## Work instructions
• A. In the XGBoost forum post, which parameters in the Model1 params dictionary have a quoted string as their value? Give each with its value.
• B. Pick up the XGBoost forum post right after its last line of code and keep writing it.

## Document section

XGBClassifier performs worse than xgboost.train() in Python. What's wrong?


#1

Model1:
dtrain=xgb.DMatrix(x_train,label=y_train)

params={‘booster’:‘gbtree’, ‘nthread’:10, ‘eta’: 0.01,‘gamma’:2, ‘max_depth’:5,‘lambda’:1, ‘alpha’:1, ‘subsample’:0.75,‘objective’: ‘binary:logistic’, ‘eval_metric’: ‘logloss’,‘seed’:2019}
plst = list(params.items())
num_rounds = 3000
model1 = xgb.train(plst, dtrain, num_rounds, evals = [(ddev,‘val’),(dtrain,‘train’)])


Model2:
model2 =XGBClassifier(booster=‘gbtree’,gamma=2, max_depth=5, learning_rate=0.01, reg_lambda=1, reg_alpha=1, n_estimators=3000, objective=‘binary:logistic’, eval_metric=‘logloss’, subsample=0.75,seed = 2019,nthread=10 )
model2.fit(x_train, y_train)

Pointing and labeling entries
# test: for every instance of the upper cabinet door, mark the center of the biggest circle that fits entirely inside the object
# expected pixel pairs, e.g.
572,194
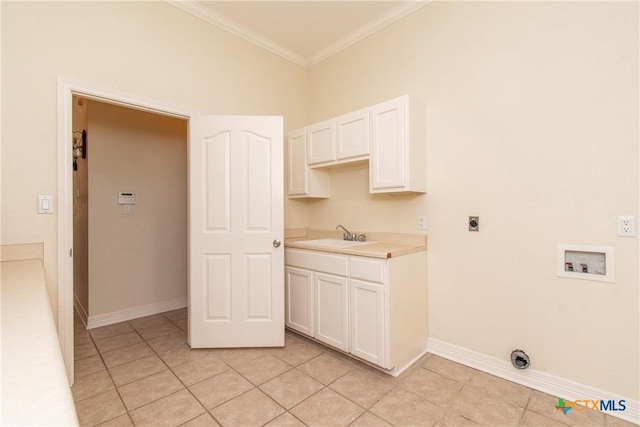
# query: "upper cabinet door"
352,135
297,183
388,135
321,143
398,147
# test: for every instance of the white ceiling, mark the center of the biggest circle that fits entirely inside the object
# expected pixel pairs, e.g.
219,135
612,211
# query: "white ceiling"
304,32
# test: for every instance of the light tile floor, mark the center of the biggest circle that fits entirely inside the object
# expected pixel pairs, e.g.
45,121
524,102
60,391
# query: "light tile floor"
143,373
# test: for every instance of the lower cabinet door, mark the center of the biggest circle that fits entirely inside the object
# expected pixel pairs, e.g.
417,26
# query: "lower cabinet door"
332,310
299,300
368,322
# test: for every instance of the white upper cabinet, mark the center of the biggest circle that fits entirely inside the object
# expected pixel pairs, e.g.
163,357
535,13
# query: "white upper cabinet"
391,135
321,143
302,181
352,135
398,147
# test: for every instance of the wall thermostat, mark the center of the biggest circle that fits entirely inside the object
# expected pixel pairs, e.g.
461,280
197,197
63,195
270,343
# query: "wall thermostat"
126,198
474,223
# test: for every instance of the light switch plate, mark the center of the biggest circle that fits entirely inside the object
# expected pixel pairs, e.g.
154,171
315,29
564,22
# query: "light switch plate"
45,204
626,226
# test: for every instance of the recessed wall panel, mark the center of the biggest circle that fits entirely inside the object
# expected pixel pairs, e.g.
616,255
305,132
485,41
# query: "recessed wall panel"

## The results
• A.
- booster: 'gbtree'
- objective: 'binary:logistic'
- eval_metric: 'logloss'

• B.
Both model1 and model2 have the same training set and parameters, model1 can predict the test_set with KS = 0.32, but model2 predict the same test_set with KS = 0.22.(python version is 3.6.5)

I checked documents but could not find the answer. I wonder if anyone knows why it happened.


#2

I find the answer. I used mode2.predict() not model2.predict_proba() to calculate the KS.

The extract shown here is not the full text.